-- Problem description --
Retype the line containing "woman in pink" and each later line through the end of the listing, exactly as written, with no other lines.

☆ ☆ ☆

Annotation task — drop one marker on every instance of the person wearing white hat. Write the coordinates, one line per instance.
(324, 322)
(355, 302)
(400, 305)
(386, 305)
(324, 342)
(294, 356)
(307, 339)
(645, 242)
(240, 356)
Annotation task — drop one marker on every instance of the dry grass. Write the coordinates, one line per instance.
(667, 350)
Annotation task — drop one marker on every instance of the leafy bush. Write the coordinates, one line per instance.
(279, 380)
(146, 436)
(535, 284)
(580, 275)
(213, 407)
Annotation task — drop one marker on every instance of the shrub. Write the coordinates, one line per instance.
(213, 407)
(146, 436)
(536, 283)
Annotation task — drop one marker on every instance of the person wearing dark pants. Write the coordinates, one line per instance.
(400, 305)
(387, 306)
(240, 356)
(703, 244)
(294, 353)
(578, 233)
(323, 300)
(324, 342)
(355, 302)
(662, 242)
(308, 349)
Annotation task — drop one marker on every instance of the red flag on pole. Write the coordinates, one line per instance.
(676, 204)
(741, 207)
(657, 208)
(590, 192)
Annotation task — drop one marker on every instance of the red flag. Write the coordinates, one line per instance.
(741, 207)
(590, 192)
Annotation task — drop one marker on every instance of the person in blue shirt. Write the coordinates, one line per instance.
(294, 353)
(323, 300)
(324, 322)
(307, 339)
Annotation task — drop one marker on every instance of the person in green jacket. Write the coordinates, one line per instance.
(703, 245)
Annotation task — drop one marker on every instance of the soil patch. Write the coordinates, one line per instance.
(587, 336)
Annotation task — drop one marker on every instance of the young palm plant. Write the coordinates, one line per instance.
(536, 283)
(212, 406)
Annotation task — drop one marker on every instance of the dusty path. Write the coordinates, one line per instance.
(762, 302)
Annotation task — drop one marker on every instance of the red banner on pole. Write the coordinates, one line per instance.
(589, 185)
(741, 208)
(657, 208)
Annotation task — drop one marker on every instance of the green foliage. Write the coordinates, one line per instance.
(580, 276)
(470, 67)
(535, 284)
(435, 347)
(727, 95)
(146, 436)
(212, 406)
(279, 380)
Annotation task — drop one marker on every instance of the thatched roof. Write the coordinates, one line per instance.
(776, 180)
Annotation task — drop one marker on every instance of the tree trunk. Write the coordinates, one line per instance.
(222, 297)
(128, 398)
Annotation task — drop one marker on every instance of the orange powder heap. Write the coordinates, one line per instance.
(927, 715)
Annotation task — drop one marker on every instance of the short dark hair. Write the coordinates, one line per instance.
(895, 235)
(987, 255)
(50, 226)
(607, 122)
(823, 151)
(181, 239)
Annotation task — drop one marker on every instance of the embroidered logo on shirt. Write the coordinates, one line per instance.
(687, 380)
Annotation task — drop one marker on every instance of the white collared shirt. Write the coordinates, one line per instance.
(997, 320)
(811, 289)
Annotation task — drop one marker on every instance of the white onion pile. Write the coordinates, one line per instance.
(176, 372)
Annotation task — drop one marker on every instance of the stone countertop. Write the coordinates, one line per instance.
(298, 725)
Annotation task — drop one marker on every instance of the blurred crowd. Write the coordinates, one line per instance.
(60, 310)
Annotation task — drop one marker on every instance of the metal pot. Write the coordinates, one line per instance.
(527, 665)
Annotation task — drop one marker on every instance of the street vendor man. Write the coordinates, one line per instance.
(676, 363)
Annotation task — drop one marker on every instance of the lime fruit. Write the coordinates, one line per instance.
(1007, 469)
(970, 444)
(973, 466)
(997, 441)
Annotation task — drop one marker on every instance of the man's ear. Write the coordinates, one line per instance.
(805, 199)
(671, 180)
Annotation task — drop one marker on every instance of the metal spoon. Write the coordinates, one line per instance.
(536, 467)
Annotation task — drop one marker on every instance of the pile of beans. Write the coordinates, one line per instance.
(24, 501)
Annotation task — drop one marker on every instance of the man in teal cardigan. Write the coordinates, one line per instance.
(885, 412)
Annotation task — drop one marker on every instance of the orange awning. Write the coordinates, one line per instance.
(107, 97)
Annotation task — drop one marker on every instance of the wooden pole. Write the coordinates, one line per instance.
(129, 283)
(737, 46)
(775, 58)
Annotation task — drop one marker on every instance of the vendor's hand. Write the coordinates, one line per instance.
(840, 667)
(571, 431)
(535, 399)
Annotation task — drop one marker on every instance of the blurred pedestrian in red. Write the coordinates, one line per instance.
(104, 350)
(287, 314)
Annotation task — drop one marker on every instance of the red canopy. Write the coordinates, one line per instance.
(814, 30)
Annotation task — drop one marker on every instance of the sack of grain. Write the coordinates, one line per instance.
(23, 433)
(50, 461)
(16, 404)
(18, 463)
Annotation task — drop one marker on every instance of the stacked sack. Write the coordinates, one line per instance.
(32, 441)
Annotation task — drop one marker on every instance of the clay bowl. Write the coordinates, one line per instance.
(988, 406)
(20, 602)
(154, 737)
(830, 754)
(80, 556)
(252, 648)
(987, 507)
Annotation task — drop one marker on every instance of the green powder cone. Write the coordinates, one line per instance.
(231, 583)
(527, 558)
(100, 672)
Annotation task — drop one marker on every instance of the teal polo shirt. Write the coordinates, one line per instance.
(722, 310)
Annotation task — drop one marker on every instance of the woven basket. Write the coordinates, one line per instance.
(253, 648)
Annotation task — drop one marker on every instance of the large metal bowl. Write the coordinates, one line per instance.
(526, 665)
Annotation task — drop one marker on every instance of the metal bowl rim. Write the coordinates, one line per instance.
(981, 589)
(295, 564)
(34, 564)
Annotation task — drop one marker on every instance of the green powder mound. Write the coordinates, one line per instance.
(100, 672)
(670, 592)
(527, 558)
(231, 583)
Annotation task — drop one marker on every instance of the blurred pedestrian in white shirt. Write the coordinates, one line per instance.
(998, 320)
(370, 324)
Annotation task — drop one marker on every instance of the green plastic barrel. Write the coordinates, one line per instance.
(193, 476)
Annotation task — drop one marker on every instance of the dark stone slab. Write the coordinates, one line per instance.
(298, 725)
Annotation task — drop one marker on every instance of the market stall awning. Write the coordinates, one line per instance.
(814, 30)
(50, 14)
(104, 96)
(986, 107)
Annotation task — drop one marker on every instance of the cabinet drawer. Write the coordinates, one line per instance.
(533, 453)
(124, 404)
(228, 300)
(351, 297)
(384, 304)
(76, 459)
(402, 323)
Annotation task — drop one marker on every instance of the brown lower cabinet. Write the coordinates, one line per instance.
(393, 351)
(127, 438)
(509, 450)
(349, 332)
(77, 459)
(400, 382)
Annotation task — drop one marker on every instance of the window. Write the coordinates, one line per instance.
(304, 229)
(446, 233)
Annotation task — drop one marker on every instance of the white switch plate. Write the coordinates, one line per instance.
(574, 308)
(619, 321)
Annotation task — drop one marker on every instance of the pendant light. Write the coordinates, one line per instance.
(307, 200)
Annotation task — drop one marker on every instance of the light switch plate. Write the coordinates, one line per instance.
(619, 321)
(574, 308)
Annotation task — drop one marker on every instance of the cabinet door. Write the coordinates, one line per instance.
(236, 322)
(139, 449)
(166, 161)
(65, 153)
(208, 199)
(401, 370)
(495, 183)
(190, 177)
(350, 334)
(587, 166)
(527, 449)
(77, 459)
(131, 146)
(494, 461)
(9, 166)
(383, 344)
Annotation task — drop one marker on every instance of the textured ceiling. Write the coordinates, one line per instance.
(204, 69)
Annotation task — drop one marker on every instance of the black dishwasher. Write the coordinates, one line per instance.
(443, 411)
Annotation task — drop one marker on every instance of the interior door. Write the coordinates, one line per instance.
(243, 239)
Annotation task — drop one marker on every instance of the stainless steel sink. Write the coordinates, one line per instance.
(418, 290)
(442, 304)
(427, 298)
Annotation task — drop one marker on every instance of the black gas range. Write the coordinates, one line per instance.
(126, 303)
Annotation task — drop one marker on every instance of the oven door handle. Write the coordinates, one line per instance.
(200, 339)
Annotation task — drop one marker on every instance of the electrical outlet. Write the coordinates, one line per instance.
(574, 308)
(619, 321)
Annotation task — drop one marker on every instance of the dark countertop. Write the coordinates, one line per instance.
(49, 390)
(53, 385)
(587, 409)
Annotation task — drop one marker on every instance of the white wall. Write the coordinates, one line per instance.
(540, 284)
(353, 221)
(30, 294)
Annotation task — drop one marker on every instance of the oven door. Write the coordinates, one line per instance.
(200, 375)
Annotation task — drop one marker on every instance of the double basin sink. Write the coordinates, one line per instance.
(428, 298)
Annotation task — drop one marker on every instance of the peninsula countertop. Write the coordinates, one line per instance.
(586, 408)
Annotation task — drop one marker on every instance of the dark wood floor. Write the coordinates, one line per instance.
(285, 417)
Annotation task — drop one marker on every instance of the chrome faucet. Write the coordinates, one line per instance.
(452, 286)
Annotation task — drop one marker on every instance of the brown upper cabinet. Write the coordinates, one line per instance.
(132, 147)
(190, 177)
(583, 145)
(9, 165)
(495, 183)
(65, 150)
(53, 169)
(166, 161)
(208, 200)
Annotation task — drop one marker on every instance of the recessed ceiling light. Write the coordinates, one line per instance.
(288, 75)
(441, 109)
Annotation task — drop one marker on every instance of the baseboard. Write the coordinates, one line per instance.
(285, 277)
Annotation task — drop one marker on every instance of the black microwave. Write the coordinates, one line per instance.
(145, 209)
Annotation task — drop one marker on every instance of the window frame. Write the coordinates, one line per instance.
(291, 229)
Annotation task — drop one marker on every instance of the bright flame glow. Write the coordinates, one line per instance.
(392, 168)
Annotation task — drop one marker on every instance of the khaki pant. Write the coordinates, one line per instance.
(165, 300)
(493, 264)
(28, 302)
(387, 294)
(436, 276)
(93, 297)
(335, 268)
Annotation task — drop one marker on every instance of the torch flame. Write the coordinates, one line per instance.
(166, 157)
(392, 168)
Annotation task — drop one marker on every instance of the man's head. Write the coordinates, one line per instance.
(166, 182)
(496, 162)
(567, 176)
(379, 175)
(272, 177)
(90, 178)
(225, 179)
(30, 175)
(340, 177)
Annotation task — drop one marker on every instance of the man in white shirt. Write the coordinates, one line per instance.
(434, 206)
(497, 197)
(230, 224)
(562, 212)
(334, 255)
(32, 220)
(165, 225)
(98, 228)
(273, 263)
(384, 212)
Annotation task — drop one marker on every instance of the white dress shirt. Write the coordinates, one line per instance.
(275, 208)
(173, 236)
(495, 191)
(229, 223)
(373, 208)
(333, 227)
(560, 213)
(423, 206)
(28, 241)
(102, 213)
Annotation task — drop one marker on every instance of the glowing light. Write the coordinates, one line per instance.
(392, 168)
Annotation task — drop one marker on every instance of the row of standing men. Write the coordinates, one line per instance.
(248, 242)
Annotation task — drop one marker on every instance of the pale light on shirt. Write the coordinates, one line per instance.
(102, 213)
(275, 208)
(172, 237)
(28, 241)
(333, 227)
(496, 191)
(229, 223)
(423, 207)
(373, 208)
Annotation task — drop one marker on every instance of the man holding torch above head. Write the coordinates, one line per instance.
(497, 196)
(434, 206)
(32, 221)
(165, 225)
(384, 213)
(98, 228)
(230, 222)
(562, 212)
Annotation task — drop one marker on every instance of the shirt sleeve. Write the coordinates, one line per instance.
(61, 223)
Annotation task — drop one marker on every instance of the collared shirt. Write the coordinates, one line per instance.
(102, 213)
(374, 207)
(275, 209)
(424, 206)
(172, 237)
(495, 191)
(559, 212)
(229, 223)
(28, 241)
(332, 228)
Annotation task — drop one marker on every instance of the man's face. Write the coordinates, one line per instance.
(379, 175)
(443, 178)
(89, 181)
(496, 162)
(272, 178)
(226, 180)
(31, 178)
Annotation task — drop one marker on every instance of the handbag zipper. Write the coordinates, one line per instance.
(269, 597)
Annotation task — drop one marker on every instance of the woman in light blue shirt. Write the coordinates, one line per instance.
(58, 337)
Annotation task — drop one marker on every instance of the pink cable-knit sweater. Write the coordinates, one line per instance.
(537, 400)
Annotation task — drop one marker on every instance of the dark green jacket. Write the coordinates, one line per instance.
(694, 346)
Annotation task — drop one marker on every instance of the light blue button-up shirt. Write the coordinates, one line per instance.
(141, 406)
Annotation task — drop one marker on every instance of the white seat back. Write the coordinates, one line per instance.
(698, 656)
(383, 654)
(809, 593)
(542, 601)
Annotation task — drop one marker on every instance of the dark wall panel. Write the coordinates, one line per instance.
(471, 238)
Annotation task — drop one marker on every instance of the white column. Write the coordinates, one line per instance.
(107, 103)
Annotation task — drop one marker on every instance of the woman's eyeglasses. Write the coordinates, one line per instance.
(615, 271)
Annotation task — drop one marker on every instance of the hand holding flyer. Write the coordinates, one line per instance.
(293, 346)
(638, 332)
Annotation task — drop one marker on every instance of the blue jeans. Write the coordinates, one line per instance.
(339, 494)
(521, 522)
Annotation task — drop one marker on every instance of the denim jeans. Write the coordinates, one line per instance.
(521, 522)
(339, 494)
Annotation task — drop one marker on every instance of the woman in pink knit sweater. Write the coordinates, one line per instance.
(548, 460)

☆ ☆ ☆

-- Answer to the exercise --
Annotation task — drop one marker on every instance of the woman in pink knit sweater. Write the coordinates, one line per instance.
(548, 460)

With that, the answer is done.